A verbatim copy of all the data is required; the pictures should not appear in it.

----- Input data

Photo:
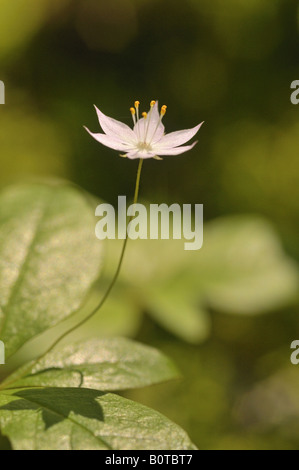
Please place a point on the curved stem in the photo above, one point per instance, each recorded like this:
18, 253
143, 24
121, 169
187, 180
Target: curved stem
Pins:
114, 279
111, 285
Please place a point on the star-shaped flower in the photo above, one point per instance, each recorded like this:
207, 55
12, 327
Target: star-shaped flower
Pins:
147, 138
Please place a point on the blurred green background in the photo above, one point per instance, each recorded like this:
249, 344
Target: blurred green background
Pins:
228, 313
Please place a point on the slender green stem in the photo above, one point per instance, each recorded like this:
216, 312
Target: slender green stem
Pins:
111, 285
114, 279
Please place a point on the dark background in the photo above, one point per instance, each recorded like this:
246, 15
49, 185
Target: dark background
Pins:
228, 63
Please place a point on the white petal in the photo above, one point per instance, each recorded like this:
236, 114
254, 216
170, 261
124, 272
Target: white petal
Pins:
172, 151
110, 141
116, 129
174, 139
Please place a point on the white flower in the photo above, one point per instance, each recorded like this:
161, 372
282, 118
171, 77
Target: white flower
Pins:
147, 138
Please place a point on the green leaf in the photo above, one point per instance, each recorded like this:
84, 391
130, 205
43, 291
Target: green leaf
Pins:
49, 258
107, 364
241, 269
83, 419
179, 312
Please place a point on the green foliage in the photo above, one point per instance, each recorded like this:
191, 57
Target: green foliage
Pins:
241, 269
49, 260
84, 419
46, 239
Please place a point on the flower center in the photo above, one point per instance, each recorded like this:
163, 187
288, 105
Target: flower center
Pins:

----------

## Response to this exercise
Photo:
Please place a point on the curved stem in the photo above, one point per instance, each recorded like this:
18, 253
143, 24
121, 169
187, 180
Target: curved stem
Pins:
114, 279
111, 285
Please place a point on the star-shaped flower in the photo above, one point per instance, each recorded like this:
207, 55
12, 327
Target: star-shaped flower
Pins:
147, 138
Please place a point on the blurred green background in the photo above, one point per instance, each recorded like this:
249, 344
Target: blurred green background
Pins:
228, 313
Please place a point on the slender green stem in the photo above, one point per instance, each recorded like this:
216, 312
Target: slender green stem
Pins:
111, 285
114, 279
Please place a point on the dark background in the photo above, one point per instance, each recorded like this:
246, 15
49, 185
Target: dark background
Pins:
228, 63
Please place a point on the white petal in the photo above, one point per instance, each recorded like this:
236, 114
254, 216
170, 261
124, 272
Target: white petal
Pins:
172, 151
110, 141
116, 129
174, 139
Please place a point on the white flower in the photo above, one point per instance, each recorded like this:
161, 372
282, 118
171, 77
Target: white flower
Pins:
147, 138
Please place a point on the green leaf in the photo above, one point per instance, each recorded like this:
84, 391
130, 205
43, 291
Target: green leaf
Pins:
49, 258
107, 364
241, 269
83, 419
179, 312
Please place a point on the green foliage in the photo above, one point per instance, each recorded like this:
191, 57
Target: green foliage
Pins:
241, 269
49, 260
84, 419
46, 239
Please place a point on the flower center in the photo above, one point per instance, each recorded like this:
163, 187
288, 105
Target: flower center
Pins:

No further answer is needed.